_Source document_.
In a conventional database system, the primary instance and the read-only instances are each allocated a specific amount of exclusive storage space. The read-only instances can apply write-ahead logging (WAL) records and can read and write data to their own storage. A PolarDB cluster consists of a primary node and at least one read-only node. The primary node and the read-only nodes share the same physical storage. The primary node can read and write data to the shared storage. The read-only nodes can read data from the shared storage by applying WAL records but cannot write data to the shared storage. The following figure shows the architecture of a PolarDB cluster.
The read-only nodes may read two types of pages from the shared storage:
-
Future pages: The pages that the read-only nodes read from the shared storage incorporate changes that are made after the apply log sequence numbers (LSNs) of the pages. For example, the read-only nodes have applied all WAL records up to the WAL record with an LSN of 200 to a page, but the change described by the most recent WAL record with an LSN of 300 has been incorporated into the same page in the shared storage. These pages are called future pages.
-
Outdated pages: The pages that the read-only nodes read from the shared storage do not incorporate changes that are made before the apply LSNs of the pages. For example, the read-only nodes have applied all WAL records up to the most recent WAL record with an LSN of 200 to a page, but the change described by a previous WAL record with an LSN of 200 has not been incorporated into the same page in the shared storage. These pages are called outdated pages.

_Problem 1_.
Translate this sentence from the PolarDB text into Spanish: "The primary node and the read-only nodes share the same physical storage."
The text and the listing come from unrelated sources.

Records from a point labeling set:
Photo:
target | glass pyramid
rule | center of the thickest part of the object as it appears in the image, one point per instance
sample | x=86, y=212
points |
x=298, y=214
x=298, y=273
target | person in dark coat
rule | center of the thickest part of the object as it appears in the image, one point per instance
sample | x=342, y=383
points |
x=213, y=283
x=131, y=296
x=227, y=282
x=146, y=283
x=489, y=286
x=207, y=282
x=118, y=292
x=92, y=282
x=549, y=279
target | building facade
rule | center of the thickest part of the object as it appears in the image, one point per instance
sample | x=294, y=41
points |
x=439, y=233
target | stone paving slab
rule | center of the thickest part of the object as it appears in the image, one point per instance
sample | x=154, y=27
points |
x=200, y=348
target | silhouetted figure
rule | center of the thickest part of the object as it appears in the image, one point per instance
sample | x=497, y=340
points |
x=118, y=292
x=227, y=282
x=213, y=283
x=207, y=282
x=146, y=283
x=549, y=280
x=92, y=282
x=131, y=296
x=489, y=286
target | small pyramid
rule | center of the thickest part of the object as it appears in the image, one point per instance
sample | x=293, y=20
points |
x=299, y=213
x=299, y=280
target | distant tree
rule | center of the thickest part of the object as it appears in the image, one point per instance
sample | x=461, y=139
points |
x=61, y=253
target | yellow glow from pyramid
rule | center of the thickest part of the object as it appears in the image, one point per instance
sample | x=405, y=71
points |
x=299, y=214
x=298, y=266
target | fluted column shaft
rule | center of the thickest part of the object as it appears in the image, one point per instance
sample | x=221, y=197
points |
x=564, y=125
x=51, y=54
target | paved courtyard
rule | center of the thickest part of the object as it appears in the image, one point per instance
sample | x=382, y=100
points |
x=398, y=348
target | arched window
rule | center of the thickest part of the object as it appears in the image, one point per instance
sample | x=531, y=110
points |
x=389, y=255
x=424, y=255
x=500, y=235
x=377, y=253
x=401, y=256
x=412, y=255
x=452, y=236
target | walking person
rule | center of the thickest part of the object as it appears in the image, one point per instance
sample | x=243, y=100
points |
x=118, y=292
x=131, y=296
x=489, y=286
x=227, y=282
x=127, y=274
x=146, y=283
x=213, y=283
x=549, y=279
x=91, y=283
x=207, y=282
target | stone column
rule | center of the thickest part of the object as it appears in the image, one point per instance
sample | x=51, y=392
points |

_Problem 2_.
From the listing, copy the lines starting with the one containing "target | building facade" and continuing through the one containing "x=439, y=233", including both of those lines.

_Written answer 1_.
El nodo principal y los nodos de solo lectura comparten el mismo almacenamiento físico.

_Written answer 2_.
target | building facade
rule | center of the thickest part of the object as it appears in the image, one point per instance
sample | x=294, y=41
points |
x=439, y=233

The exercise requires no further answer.